Segment Start: Extract to read

Travis was pretty quiet on the drive to the vet’s office. I took a roundabout route, knowing I’d never be able to drive the same way again. Travis enjoyed the ride quietly, often looking at me with a happy, panting smile as if he was reassuring me.
When we got to the vet, they ushered us into an examining room, and we sat waiting while all the other appointments wrapped up. The tranquilizers hadn’t even made Travis sleepy or stumbly. He sat stoically by my side, with an eye on either door so no one could slip in on us unawares. He had a solemn guard dog stance. I used to call him Lance Corporal Travis because he had the expressionless menace of a Marine on guard duty when he was sitting next to me. I stroked his head and down his back while we waited.
I didn’t know my vet had the day off, so I was surprised to see a young woman in a white coat come into the room. She introduced herself and told me that in twelve years of practice, she had only had to put down one dog for being vicious. She asked me if I had thought of any other options, and if I was sure I wanted to do this.
I told her that people used to stop me on the street, Spanish guys usually, and admire Travis. I couldn’t make out much more than them asking me if he could fight. They still fight dogs, illicitly, down in Hialeah and the boondocks of Dade County. I was terrified that if I put an ad in the paper or gave him to the animal shelter, someone would adopt him just to fight him.
Travis was ninety pounds of solid muscle, but I knew him as my sweet boy who would lie next to me with deep sighs of contentment on the peaceful evenings. I couldn’t let him get into a ring with pit bulls. They’d throw him in the ring just for sport, just to whet the pit bulls’ appetite for blood. I told her I’d shoot him myself before I’d do that to him.

Segment End: Extract to read

_What to do:_
1. In the passage about Travis at the vet's office, transcribe the text between "Travis was pretty" and "while we waited.", inclusive.
2. According to the passage about Travis at the vet's office, why did the narrator not place an ad in the paper or hand Travis over to the animal shelter? Answer in one to three sentences.
3. Resume the passage about Travis at the vet's office, picking up right after its final sentence.

Segment Start: Dataset excerpts

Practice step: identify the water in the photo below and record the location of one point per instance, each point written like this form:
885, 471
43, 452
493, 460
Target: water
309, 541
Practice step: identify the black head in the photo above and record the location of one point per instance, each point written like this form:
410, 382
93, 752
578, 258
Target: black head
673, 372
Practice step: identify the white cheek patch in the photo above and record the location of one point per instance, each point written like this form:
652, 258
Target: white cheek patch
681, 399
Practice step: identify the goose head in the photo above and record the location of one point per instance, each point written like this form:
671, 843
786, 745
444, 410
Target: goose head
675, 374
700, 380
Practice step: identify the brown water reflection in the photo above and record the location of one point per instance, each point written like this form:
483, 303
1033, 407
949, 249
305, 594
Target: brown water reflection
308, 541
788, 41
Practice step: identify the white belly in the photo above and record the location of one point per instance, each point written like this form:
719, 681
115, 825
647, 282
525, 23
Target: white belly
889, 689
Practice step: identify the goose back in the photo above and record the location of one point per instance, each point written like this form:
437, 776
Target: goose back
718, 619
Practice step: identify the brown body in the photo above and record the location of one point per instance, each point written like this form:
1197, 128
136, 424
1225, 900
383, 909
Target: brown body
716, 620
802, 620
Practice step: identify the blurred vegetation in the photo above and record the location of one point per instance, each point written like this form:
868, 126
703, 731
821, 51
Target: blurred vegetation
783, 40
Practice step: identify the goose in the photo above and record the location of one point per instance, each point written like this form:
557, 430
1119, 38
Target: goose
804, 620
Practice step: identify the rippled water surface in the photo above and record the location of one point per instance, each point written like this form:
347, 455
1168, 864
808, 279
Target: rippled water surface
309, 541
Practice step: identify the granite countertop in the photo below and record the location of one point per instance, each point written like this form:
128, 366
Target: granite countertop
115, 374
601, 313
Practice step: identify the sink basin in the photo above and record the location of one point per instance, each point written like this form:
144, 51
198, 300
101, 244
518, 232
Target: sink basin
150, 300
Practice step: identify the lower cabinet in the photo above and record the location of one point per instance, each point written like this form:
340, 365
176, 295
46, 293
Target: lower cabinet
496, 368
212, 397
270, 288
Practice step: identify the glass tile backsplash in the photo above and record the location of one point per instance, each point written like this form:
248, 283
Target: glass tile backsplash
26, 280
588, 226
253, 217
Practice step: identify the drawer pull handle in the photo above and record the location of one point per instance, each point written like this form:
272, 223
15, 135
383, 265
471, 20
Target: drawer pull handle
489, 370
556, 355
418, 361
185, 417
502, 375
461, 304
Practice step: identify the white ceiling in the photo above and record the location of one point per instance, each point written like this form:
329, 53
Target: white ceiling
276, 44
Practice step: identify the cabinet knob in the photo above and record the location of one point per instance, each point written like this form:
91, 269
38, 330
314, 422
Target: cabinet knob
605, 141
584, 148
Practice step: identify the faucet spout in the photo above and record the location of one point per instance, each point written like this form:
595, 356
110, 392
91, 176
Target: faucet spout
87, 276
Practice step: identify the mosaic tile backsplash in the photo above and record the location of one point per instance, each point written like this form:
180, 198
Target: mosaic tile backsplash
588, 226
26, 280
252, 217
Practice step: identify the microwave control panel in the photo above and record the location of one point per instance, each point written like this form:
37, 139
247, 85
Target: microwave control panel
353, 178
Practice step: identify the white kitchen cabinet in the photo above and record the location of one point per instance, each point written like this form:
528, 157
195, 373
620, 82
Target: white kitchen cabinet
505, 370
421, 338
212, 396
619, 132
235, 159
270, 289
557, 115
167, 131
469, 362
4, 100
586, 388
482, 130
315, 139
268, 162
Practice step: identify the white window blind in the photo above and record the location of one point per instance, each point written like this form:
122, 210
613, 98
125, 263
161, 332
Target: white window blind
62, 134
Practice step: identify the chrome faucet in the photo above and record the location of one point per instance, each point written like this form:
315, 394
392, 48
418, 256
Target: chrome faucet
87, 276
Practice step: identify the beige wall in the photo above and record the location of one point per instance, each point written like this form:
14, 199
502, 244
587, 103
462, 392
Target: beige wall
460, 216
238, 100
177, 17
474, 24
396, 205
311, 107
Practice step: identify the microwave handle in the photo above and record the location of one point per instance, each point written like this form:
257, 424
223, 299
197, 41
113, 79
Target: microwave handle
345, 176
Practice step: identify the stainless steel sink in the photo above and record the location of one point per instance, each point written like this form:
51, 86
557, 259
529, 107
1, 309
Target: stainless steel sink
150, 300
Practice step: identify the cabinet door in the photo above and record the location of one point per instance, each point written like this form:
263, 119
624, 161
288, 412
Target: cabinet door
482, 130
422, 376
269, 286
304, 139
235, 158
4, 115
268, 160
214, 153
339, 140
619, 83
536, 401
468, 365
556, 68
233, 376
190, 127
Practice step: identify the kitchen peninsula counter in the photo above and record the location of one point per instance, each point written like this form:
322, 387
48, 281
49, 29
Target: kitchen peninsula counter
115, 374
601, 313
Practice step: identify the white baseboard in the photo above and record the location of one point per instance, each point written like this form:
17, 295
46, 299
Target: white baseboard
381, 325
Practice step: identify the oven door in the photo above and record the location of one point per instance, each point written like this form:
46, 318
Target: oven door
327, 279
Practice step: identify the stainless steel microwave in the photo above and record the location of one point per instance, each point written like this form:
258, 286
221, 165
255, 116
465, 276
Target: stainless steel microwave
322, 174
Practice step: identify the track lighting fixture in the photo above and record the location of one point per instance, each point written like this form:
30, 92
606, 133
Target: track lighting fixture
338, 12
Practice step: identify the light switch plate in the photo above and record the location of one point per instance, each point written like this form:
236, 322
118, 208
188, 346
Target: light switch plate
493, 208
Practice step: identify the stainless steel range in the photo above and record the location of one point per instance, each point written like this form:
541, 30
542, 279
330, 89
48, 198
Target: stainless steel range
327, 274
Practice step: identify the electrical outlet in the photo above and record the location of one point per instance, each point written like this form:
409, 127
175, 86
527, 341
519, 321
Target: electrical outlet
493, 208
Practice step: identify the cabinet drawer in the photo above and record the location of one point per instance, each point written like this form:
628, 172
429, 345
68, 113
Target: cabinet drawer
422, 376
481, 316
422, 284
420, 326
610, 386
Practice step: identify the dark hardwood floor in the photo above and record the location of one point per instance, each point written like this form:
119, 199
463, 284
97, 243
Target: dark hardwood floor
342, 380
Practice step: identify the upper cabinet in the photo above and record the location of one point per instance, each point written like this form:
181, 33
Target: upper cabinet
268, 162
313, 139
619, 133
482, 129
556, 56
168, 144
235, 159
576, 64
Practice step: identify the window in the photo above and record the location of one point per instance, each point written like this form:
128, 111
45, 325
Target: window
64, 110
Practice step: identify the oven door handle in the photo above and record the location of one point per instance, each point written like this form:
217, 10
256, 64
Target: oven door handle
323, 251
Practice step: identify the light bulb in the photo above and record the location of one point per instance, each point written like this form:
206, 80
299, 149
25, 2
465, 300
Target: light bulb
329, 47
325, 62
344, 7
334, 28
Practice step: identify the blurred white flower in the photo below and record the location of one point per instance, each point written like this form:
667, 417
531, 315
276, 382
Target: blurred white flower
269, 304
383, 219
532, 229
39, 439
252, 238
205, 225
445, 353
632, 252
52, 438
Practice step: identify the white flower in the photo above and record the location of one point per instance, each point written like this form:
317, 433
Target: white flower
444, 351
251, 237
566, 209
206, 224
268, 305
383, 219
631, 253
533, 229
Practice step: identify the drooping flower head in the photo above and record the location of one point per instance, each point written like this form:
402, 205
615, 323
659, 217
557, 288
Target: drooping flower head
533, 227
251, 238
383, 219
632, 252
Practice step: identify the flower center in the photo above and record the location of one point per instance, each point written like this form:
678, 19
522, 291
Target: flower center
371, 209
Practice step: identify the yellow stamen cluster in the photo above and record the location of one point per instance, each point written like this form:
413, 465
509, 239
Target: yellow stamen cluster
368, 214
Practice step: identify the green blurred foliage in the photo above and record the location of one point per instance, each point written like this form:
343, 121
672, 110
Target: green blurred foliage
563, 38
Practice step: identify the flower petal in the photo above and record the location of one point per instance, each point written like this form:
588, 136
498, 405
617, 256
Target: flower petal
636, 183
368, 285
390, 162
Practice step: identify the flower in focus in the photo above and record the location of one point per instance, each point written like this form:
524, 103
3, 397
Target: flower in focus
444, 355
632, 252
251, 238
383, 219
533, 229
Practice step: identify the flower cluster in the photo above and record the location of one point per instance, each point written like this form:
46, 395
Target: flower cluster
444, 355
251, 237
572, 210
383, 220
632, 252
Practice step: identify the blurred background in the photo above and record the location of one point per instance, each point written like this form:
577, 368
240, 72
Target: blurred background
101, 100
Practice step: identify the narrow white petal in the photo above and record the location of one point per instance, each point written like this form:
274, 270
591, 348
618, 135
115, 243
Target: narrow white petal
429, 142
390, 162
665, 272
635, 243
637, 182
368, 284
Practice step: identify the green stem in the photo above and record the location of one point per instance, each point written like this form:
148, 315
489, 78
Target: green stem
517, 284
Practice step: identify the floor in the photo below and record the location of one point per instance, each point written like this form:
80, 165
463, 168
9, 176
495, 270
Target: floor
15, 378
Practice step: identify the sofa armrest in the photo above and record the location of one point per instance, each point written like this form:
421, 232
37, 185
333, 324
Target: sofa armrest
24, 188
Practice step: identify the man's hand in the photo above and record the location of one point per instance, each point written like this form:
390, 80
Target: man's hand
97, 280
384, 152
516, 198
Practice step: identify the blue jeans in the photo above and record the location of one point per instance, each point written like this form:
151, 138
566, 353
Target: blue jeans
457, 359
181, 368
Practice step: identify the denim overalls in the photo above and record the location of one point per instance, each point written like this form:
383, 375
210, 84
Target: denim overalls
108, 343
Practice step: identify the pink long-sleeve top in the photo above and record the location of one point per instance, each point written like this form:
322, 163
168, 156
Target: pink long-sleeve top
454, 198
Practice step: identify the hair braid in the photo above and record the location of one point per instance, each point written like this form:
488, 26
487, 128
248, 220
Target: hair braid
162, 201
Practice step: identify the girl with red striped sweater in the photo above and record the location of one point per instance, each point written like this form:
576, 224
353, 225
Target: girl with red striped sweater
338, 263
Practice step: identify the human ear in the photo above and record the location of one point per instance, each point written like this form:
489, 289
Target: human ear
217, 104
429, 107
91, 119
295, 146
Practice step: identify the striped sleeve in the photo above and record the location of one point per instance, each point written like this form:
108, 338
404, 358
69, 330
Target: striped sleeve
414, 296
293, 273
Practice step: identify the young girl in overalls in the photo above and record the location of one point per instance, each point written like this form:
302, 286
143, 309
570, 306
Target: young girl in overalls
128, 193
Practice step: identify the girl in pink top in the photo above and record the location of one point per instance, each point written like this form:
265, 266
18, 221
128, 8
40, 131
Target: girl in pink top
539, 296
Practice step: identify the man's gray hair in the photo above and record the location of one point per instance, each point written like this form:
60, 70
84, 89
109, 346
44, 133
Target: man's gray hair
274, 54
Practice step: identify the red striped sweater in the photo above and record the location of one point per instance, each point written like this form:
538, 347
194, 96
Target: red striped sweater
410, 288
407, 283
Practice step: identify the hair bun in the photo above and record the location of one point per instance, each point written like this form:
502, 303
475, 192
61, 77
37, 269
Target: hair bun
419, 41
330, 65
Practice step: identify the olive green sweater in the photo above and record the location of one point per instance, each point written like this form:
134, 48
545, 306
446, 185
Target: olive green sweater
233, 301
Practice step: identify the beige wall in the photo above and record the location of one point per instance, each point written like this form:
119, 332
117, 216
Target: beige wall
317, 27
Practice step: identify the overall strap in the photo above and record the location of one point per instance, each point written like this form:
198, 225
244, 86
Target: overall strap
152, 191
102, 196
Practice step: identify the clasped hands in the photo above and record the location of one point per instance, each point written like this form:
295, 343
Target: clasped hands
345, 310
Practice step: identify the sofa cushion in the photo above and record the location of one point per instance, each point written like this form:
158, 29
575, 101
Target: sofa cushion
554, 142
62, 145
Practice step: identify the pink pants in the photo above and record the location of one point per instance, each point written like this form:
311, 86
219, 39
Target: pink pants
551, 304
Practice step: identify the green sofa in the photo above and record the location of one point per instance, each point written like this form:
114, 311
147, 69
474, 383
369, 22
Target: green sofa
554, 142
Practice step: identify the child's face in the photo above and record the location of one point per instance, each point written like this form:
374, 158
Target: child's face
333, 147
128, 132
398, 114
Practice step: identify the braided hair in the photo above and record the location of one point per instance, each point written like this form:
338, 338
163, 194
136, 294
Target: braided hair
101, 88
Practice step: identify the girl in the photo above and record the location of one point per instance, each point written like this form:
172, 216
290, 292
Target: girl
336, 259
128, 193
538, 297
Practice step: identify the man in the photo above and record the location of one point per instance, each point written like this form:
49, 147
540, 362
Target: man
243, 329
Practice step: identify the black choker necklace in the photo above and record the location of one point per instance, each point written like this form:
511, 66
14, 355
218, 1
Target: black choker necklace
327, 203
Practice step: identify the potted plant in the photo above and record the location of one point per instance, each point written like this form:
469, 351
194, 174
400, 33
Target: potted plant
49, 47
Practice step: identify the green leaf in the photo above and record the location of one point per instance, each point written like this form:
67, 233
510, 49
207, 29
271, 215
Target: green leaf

Segment End: Dataset excerpts

_Answers:_
1.
Travis was pretty quiet on the drive to the vet’s office. I took a roundabout route, knowing I’d never be able to drive the same way again. Travis enjoyed the ride quietly, often looking at me with a happy, panting smile as if he was reassuring me.
When we got to the vet, they ushered us into an examining room, and we sat waiting while all the other appointments wrapped up. The tranquilizers hadn’t even made Travis sleepy or stumbly. He sat stoically by my side, with an eye on either door so no one could slip in on us unawares. He had a solemn guard dog stance. I used to call him Lance Corporal Travis because he had the expressionless menace of a Marine on guard duty when he was sitting next to me. I stroked his head and down his back while we waited.

2. The narrator was terrified that someone would adopt Travis only to use him in dog fights, which still went on illicitly in Hialeah and rural Dade County. People on the street had admired Travis and asked whether he could fight.

3.
She nodded and gently asked me if I didn’t know of somewhere, somebody, with a lot of land, maybe a farm, where Travis would be the only dog.
I asked her how I could give him to someone knowing he might harm a child? What would they do to him? Would they beat him? Would they teach him to be meaner than he already was? How could I give him to somebody who wouldn’t care for him the way I had? How could I do that?
She nodded and put his file on the counter, telling me that she had read his entire folder. She didn’t know of any way we could have done better by him, other than keeping him so doped up that he would have no quality of life.
Travis paced nervously, ignoring her, ignoring me. She asked me if I’d given him the acepromazine. I told her that I had, and when I had.
She nodded.”I can see that it hasn’t even relaxed him.” Her voice then took on a direct, comforting tone.”I don’t want this to be any worse than it’s going to be already. I don’t want him to fight. What I’m going to do is to give him a heavy dose of a muscle relaxer. That way, it won’t be ugly.”
I nodded. She gave me the best reassuring smile that she could muster. I felt sorry for her. Animal doctors are just like people doctors. They are trained to make animals well. They hate to help them die unless there is no other possible way.
In a moment, a vet tech returned with her. Together, they held
Travis and gave him the shot of the muscle relaxer in his neck.”It won’t be long. I’m going to leave you with him for a few minutes so he feels secure. Then I’ll come back and give him the shot. OK?”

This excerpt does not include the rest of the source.